Text
• • •

If one was seriously interested in learning to play the bodhrán Ossian Publications has the most extensive catalogue and is your one stop shopping spot for bodhrán learning materials. Behind the majority of Ossian's bodhrán material is Belfast native Steaphan Hannigan. Hannigan, a multi-instrumentalist and traditional music lecturer, has written The Bodhrán Book (OMB 71) which is the definitive book on the bodhrán and is accompanied by a demo tape containing musical examples of the lessons within the book. As good as the book is it is no replacement for having someone demonstrate the intracacies of the instrument to you firsthand. With that not always possible Ossian have released two video tutors that will provide you with everything you need to put you well on your way to becoming a very competent bodhrán player.

• • •

Given exercise 1
According to the bodhrán text, what comes with The Bodhrán Book?
Given exercise 2
Extend the text on bodhrán learning materials past its final sentence.

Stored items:
• • •

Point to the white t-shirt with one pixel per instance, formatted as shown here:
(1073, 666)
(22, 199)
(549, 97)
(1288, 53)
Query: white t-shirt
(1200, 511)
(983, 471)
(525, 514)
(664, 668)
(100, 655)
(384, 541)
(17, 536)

• • •

Reply 1
A demo tape containing musical examples of the lessons in the book.

Reply 2
The Introductory Video (OSV 1) deals mainly with accompanying jigs and reels which are the two most common musical forms you will encounter in traditional Celtic music. Hannigan takes little for granted and provides the begginer with all the tools they will need to master the instrument. In discussing how to accompany jigs and reels close ups and split screen views are utilized making it much easier for the student to get an idea of exactly what Hannigan is doing. One of the hardest techniques to master on the bodhrán is the triplet yet with Hannigan's example I am sure most will be able to pick it up in no time (I did!). One of the most important aspects of bodhrán playing is that of dynamics. Most dynamics in bodhrán playing are provided by utilizing the left hand to alter the skin tension. The section on left hand techniques is very valuable to a player of any level as is his section on rim playing. There is enough to keep you busy on this video for quite a while and is well worth the investment.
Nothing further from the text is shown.